Rows from a dataset:
-------------------------
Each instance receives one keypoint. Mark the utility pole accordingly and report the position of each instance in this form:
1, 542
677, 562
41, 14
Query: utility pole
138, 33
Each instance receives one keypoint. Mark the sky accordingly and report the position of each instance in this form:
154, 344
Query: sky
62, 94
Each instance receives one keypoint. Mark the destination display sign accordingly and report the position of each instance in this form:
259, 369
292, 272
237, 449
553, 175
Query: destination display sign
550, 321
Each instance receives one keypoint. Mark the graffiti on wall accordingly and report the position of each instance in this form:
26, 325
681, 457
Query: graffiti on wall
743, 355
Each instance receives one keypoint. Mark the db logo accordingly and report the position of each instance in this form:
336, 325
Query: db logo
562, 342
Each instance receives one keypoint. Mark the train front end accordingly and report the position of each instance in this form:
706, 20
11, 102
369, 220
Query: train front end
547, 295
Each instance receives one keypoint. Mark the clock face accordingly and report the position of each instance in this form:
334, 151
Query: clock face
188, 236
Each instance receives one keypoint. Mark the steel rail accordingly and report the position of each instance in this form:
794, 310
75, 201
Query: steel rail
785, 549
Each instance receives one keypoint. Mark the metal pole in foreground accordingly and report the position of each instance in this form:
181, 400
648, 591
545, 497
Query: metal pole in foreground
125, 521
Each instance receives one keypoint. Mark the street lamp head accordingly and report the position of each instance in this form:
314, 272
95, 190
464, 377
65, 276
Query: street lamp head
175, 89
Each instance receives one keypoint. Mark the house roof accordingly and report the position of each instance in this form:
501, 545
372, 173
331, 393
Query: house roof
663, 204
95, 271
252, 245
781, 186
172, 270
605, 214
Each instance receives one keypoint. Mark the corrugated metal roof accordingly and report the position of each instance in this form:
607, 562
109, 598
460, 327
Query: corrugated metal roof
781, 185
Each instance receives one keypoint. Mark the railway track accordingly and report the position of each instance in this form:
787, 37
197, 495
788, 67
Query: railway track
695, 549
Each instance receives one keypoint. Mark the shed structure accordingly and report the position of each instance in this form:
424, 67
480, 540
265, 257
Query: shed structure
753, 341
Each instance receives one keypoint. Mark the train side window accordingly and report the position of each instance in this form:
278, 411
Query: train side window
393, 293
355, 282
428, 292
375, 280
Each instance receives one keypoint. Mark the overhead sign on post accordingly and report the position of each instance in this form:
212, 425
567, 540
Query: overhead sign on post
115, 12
-------------------------
Each line from the one containing "Each instance receives one keypoint. Mark the corrugated" through the end of the entries, both included, is to be returned exactly, with no other lines.

Each instance receives one keypoint. Mark the corrugated metal roof accordingly and report the position of each instance in this form:
607, 562
109, 598
460, 327
Query: corrugated metal roof
781, 185
Each instance receives one keypoint. Mark the railway track accordingly and report the position of each instance in this form:
787, 37
197, 495
788, 67
Query: railway track
695, 549
Each instance receives one keypoint. Mark the shed structure accordingly and report the position of each instance in this form:
424, 67
480, 540
265, 257
Query: shed structure
753, 341
Each instance receives one keypoint. Mark the train side window accordingly and report the position of each instance in this form:
278, 411
Query: train side window
393, 293
355, 282
428, 292
375, 280
Each instance receives one keypoint. Mark the overhead sign on post accordingly and report the position of each instance in this form:
212, 425
567, 540
Query: overhead sign on post
115, 12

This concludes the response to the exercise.